Requirements ->
(1) According to the article on the Tassie Medal, who was the medal named after?
(2) Copy out the part of the listing that opens with the line containing "the paint can?" and closes with the final line of the listing, both ends included.

Selected text ->
_ _ _ _ _ _ _

= Tassie Medal =

The Tassie Medal was awarded to the outstanding player at each Australian rules football Interstate Carnival or Australian interstate championship series held between 1937 and 1988 with the exception of the 1975 knock-out series.

The medal is named after Eric Tassie who was a South Australian football administrator who served with distinction on the Australian National Football Council.

Unlike with many other such awards, for example the Brownlow Medal, the word 'fairest' was never included in the description, meaning that reported players remained eligible to receive it.

Due to the demise of State of Origin football there hasn't been a carnival since 1988 hence the reason the award has not since been presented.

_ _ _ _ _ _ _

Extracted entries ->
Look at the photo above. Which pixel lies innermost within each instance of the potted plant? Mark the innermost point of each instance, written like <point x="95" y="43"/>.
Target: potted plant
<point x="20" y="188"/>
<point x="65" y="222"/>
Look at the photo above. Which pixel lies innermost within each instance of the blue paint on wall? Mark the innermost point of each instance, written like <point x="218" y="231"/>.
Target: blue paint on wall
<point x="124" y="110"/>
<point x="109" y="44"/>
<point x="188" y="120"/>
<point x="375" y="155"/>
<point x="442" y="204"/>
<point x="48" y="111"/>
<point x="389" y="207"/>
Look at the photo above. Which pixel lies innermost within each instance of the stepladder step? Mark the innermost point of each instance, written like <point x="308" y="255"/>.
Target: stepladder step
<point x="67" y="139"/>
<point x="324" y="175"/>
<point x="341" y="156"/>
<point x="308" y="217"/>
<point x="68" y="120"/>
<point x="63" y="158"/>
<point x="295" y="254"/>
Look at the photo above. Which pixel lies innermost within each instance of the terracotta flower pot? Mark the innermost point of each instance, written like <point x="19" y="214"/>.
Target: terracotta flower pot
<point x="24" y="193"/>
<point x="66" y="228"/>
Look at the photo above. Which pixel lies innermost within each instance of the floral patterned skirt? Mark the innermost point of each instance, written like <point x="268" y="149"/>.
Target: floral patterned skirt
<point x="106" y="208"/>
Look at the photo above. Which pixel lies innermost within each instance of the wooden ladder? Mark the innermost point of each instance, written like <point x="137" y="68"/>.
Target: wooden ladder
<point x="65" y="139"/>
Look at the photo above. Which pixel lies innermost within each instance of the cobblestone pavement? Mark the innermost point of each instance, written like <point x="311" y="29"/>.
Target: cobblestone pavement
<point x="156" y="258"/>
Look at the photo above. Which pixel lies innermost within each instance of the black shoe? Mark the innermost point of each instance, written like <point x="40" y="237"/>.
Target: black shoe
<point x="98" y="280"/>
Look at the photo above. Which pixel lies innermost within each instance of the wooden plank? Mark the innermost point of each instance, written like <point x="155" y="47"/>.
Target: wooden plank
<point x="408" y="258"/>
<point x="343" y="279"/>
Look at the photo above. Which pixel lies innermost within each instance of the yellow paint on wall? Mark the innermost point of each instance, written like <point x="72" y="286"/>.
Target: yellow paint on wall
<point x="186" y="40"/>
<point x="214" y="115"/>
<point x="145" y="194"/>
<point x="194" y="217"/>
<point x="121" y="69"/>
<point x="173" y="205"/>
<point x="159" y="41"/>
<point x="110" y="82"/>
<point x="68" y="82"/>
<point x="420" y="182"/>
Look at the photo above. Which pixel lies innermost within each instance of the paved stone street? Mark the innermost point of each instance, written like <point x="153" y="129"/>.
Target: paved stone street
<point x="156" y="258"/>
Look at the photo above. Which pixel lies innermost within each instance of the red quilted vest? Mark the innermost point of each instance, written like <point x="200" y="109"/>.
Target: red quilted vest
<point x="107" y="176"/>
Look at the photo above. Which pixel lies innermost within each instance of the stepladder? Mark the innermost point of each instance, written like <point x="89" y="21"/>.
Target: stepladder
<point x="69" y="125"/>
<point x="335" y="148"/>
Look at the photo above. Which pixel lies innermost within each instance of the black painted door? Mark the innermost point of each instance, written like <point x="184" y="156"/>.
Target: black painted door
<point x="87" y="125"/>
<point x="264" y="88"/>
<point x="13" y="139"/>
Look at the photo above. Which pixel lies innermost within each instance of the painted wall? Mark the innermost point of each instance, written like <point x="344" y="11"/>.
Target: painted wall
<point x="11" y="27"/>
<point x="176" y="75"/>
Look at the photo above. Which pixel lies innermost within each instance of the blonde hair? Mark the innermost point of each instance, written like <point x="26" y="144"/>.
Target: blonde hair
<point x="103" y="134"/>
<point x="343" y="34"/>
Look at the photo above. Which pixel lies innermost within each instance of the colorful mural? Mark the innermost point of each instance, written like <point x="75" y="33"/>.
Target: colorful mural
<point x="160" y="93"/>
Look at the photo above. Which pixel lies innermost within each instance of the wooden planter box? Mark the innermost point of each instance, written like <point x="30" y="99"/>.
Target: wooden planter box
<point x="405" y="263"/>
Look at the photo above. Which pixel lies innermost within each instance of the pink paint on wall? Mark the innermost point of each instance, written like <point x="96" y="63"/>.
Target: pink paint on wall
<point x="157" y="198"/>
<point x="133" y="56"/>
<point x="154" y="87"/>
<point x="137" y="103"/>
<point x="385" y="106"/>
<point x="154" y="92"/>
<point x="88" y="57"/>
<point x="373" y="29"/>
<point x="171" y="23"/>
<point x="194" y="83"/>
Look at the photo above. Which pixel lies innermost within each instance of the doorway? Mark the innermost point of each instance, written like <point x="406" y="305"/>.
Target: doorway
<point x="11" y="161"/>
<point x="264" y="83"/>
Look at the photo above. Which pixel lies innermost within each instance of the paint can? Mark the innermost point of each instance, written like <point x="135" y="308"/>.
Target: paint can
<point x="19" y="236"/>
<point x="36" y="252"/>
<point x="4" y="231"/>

_ _ _ _ _ _ _

Solution list ->
(1) Eric Tassie, a South Australian football administrator who served with distinction on the Australian National Football Council.

(2)
Look at the photo above. Which pixel lies innermost within each instance of the paint can? Mark the innermost point of each instance, written like <point x="135" y="308"/>.
Target: paint can
<point x="19" y="236"/>
<point x="36" y="252"/>
<point x="4" y="231"/>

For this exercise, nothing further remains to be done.